- [EXERCISE TASKS]
1/ In the passage about family kisses, translate this sentence into Spanish: "I never liked being made to kiss when I was a kid living in Scotland."
2/ Decide whether each statement agrees with the passage about family kisses. Answer yes or no, and quote the deciding words of the passage.
(a) Max offers the top of his head to be kissed.
(b) The narrator remembers doing the daily kiss with their parents.
(c) Great Auntie Mary was 82 years old.
3/ Transcribe the passage about family kisses from "A roll of the" up to and including "down her lip.".

- [SELECTION]
“See ya have a great day……….Wait…hold on!! Haven’t you forgotten something?”
I wait. Pouting. Making kissing noises as Max pauses mid exit.
A roll of the eyes, his head pops back in and he presents the top of his head to me.
Awesome. Another mouthful of hair.
I don’t remember doing the daily kiss with my parents but it is something that I do with my kids. Most days they are willing. Others they need reminding. And every so often I need to explain I don’t want to kiss the top of a head.
While I don’t want to force them to kiss I am guilty of ‘gentle’ persuasion.
“Kiss your Grandpa or there’s no TV for a week”
“Give Auntie Mabel a kiss for the present she gave you or I’m taking it back to the shop”
It’s not ideal. I never liked being made to kiss when I was a kid living in Scotland.
Kisses from 82 year old Great Auntie Mary still haunt me;
“I got a wee bit of lipstick on your face. Let me get that”, says Great Auntie Mary as she spits into a tissue to wipe my cheek. A bit of dribble running down her lip.

- [ENTRIES SHOWN]
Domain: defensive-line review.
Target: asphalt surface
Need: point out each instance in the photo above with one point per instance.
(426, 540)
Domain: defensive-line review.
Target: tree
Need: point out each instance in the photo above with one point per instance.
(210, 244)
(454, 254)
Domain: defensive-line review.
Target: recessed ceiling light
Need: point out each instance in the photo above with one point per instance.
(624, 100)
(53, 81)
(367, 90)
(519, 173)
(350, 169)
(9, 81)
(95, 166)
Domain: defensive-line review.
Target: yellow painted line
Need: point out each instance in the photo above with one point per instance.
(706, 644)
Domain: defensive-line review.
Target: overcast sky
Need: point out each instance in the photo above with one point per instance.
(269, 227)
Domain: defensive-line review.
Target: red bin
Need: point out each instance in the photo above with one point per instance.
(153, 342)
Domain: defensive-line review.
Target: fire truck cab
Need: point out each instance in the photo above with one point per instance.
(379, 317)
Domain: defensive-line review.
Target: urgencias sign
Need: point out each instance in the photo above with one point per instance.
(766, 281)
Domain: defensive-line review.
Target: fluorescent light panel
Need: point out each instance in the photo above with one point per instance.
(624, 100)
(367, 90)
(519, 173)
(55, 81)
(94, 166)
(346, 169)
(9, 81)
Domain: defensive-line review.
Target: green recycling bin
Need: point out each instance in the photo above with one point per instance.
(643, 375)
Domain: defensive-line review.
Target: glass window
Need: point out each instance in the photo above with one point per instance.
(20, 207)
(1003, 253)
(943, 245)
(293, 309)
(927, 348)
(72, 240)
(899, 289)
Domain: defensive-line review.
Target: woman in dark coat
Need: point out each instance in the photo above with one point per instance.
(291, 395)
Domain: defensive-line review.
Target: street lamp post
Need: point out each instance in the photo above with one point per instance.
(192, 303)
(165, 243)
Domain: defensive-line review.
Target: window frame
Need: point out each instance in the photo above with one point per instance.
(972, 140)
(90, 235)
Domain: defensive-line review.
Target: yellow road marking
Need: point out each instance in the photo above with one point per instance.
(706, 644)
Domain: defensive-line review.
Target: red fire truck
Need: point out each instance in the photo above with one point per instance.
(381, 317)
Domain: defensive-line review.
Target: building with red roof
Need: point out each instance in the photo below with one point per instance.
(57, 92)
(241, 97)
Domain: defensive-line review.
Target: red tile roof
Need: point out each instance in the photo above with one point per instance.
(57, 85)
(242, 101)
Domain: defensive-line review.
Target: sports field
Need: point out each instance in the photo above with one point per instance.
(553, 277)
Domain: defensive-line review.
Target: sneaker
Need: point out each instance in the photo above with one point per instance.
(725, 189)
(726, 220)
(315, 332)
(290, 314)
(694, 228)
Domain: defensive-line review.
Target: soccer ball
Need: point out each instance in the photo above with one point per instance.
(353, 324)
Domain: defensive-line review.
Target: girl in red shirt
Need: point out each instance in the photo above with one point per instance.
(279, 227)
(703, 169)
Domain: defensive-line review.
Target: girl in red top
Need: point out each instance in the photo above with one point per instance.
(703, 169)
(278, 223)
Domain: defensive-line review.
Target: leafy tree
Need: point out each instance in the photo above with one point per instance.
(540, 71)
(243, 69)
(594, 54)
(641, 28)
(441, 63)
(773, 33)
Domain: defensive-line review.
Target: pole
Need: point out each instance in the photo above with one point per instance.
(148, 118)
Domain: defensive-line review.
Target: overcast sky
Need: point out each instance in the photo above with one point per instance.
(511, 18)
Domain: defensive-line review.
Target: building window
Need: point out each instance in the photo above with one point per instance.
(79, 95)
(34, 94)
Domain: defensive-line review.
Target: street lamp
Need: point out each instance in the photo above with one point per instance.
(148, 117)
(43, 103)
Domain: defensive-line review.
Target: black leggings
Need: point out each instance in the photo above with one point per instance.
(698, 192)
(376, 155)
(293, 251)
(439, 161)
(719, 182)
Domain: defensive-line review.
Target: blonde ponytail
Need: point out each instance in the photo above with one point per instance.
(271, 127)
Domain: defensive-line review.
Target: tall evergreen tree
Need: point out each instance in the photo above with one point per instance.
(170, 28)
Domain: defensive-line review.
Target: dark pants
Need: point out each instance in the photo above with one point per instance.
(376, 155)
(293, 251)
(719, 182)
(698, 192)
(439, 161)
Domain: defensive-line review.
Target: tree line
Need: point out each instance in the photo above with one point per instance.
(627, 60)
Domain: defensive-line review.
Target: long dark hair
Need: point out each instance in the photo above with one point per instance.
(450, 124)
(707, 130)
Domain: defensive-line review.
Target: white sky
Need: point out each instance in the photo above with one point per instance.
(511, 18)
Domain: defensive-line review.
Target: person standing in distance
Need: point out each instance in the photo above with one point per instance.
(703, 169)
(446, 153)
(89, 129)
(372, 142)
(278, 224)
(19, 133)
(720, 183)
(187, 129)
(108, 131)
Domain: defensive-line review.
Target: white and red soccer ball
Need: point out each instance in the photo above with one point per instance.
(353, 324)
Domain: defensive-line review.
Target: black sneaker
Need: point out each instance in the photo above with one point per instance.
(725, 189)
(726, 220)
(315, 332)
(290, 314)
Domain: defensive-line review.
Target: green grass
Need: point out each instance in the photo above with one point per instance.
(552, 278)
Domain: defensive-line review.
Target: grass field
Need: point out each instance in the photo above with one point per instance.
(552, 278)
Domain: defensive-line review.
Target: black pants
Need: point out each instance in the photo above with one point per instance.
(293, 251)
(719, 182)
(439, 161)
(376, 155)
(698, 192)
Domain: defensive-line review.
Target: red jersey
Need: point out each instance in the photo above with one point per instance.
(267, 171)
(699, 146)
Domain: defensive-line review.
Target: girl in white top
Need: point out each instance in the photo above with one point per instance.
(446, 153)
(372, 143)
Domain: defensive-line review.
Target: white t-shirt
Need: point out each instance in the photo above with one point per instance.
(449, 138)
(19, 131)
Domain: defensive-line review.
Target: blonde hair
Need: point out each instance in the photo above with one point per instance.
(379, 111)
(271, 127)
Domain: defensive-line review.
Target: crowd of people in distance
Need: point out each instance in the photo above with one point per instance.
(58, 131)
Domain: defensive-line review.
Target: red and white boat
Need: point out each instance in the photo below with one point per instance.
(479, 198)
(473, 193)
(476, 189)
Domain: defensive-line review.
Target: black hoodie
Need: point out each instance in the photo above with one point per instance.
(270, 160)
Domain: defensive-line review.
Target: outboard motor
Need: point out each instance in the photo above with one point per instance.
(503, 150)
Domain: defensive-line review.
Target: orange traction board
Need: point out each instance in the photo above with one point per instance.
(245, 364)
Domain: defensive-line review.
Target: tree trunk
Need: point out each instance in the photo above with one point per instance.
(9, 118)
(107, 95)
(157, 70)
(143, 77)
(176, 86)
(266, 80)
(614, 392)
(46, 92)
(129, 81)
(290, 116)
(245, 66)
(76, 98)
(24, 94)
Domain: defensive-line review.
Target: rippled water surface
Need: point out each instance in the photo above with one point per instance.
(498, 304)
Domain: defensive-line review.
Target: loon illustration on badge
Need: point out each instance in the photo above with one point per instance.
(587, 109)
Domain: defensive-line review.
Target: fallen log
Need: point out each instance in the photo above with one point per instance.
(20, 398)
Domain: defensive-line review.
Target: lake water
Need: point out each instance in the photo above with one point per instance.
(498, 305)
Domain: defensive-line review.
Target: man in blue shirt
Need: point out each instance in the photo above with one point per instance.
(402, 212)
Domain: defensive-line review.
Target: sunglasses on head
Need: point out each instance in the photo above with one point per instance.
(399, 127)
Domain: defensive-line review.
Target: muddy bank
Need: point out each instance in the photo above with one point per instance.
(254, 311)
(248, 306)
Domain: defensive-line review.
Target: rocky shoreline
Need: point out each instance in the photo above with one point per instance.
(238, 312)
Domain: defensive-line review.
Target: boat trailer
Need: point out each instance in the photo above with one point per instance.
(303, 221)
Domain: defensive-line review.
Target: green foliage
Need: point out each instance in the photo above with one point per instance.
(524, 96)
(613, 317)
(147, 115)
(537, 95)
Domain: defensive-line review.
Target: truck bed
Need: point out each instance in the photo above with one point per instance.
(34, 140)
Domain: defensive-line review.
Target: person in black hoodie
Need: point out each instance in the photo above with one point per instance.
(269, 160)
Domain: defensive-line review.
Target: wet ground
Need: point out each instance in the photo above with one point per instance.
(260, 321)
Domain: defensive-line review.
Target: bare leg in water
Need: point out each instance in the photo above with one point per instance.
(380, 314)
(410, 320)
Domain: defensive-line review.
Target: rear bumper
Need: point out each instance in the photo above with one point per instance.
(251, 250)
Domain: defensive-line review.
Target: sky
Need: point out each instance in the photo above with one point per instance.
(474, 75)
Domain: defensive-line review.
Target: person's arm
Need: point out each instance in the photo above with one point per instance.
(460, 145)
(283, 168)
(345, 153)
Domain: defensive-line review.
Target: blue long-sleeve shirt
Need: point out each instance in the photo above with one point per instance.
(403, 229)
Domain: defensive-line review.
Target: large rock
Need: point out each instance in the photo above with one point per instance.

- [ANSWERS TO THE PROBLEMS]
1/ Nunca me gustó que me obligaran a besar durante mi infancia en Escocia.

2/
(a) Yes: "he presents the top of his head to me."
(b) No: "I don’t remember doing the daily kiss with my parents"
(c) Yes: "82 year old Great Auntie Mary"

3/
A roll of the eyes, his head pops back in and he presents the top of his head to me.
Awesome. Another mouthful of hair.
I don’t remember doing the daily kiss with my parents but it is something that I do with my kids. Most days they are willing. Others they need reminding. And every so often I need to explain I don’t want to kiss the top of a head.
While I don’t want to force them to kiss I am guilty of ‘gentle’ persuasion.
“Kiss your Grandpa or there’s no TV for a week”
“Give Auntie Mabel a kiss for the present she gave you or I’m taking it back to the shop”
It’s not ideal. I never liked being made to kiss when I was a kid living in Scotland.
Kisses from 82 year old Great Auntie Mary still haunt me;
“I got a wee bit of lipstick on your face. Let me get that”, says Great Auntie Mary as she spits into a tissue to wipe my cheek. A bit of dribble running down her lip.